[Exercise prompt]: Locate the word "background" in the data below, then copy every line that holds it.

*** Opening Dataset records ***

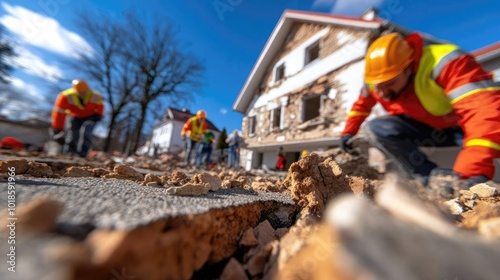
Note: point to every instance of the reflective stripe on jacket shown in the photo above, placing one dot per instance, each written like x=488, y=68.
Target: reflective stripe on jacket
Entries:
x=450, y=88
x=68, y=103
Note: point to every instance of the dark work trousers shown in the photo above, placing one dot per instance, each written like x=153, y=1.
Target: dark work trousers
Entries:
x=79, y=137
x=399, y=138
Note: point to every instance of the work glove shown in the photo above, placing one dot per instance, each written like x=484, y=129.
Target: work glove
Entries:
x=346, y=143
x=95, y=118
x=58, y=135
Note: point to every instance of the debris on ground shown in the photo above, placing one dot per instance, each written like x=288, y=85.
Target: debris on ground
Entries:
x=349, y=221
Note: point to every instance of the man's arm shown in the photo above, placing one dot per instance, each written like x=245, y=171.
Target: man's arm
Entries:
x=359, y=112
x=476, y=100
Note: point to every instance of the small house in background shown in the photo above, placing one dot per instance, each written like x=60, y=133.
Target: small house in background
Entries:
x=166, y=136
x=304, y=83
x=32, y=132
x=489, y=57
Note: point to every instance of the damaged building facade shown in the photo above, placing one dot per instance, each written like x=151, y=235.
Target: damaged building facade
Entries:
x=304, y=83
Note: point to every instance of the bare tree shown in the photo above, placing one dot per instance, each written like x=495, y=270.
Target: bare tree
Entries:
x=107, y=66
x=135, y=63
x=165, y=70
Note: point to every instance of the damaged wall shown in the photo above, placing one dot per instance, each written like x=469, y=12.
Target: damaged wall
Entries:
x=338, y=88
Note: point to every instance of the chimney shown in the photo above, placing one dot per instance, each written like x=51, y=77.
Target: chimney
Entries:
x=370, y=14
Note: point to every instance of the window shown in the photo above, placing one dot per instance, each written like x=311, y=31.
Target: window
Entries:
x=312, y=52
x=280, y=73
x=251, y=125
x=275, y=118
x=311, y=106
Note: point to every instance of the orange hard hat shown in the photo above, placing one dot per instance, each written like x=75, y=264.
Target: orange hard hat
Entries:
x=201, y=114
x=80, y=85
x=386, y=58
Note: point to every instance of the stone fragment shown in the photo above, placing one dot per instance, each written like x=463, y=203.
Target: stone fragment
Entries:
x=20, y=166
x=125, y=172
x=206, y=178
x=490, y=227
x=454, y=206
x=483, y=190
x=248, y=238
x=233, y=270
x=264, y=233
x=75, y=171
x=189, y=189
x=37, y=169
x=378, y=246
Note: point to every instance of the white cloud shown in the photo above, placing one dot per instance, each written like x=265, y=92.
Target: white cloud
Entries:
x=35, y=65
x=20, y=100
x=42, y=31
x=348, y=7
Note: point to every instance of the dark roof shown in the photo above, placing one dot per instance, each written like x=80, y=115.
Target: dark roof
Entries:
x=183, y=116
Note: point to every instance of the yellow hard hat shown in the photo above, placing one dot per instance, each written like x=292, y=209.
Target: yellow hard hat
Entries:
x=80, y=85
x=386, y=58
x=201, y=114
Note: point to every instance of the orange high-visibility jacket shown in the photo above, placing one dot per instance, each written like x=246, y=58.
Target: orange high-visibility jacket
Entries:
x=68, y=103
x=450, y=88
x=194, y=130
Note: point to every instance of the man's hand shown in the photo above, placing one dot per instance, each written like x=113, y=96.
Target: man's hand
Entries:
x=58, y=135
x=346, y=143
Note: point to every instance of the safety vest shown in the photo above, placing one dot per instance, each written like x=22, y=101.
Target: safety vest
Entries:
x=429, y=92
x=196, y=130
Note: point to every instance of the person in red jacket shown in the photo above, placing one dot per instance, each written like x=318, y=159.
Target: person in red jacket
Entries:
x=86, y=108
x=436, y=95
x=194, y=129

*** Closing Dataset records ***
*** Opening Dataset records ***

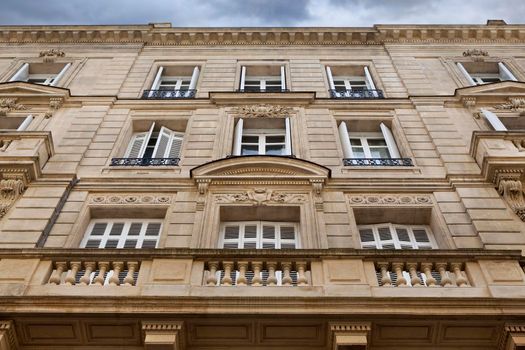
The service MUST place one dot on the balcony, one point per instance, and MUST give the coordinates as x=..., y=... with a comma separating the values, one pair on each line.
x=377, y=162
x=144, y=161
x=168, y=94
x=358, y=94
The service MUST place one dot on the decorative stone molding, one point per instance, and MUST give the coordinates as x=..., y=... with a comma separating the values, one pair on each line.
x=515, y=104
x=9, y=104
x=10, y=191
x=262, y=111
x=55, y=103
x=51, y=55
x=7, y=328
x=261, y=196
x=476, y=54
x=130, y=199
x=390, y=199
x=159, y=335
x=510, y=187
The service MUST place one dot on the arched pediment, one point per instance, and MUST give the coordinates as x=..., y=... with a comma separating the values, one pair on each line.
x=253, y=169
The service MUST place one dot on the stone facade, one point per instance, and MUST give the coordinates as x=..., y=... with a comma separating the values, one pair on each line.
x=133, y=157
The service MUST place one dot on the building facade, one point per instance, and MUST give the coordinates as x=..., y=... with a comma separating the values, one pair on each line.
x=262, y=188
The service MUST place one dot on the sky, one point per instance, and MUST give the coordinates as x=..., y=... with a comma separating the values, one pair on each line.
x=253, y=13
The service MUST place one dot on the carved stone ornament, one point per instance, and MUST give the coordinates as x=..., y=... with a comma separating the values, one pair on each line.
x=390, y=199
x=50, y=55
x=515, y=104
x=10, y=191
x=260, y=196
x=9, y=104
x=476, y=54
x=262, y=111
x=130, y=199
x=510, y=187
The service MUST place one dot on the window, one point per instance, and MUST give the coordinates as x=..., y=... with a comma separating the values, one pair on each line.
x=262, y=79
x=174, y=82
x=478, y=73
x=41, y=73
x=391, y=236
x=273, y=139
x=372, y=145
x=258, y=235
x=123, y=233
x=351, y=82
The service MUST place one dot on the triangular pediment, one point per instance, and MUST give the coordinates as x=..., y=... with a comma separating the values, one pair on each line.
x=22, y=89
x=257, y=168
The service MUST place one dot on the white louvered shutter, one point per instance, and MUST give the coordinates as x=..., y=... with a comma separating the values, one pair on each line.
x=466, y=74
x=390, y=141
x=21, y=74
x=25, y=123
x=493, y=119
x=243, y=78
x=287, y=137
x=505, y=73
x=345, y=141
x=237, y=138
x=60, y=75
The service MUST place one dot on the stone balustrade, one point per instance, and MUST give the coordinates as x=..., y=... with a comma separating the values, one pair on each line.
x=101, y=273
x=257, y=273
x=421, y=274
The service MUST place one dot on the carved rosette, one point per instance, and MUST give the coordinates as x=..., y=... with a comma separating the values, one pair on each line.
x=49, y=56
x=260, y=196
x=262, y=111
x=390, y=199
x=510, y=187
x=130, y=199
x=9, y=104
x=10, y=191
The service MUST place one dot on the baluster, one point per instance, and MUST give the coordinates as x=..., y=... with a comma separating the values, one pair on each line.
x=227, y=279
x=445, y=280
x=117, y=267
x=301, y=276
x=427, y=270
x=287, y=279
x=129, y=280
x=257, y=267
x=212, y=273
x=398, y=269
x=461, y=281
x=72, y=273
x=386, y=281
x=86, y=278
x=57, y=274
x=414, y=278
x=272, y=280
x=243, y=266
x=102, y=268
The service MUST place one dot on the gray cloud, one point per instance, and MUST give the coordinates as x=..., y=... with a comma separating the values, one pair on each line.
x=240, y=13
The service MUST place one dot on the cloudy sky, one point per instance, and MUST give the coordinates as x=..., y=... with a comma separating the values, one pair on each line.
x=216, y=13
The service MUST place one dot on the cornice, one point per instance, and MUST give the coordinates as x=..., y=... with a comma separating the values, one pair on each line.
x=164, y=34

*** Closing Dataset records ***
*** Opening Dataset records ***

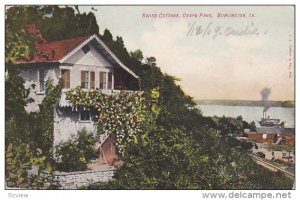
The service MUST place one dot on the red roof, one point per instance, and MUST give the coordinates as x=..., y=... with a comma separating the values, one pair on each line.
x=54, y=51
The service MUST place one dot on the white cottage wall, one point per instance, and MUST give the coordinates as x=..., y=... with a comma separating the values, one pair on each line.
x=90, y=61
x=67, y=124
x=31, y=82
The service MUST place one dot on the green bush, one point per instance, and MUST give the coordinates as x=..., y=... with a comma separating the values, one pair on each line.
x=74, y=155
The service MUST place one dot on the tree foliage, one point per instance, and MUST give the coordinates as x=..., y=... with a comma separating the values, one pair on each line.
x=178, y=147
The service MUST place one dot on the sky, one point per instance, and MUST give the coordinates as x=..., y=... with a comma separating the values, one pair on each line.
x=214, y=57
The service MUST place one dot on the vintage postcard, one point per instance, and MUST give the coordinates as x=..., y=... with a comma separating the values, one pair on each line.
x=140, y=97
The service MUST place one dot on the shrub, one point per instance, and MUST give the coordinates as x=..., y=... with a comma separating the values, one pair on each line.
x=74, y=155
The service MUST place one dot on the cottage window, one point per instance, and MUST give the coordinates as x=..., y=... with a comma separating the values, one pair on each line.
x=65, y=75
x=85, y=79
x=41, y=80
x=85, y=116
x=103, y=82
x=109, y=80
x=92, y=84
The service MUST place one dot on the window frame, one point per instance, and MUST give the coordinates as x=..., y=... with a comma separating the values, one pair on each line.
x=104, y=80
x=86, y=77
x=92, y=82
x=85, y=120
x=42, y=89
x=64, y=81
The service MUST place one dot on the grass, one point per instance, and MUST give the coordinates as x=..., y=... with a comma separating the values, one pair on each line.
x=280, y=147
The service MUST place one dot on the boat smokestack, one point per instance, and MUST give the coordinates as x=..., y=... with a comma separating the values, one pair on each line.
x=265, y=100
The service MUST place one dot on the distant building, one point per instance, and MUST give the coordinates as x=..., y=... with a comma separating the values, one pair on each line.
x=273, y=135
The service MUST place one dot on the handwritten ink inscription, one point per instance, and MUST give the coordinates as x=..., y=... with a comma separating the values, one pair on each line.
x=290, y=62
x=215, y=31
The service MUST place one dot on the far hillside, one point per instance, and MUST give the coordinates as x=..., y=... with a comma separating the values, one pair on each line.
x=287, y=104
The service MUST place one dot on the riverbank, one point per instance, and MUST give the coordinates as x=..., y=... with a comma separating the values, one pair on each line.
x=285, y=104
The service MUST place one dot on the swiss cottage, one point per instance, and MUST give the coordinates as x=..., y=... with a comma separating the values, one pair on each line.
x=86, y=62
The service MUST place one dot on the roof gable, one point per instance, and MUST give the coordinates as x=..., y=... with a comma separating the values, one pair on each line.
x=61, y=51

*** Closing Dataset records ***

[Expected output]:
Note: point to every instance of the small house in background shown in the photo above, placing one dot per instance, each written like x=60, y=133.
Target: small house in background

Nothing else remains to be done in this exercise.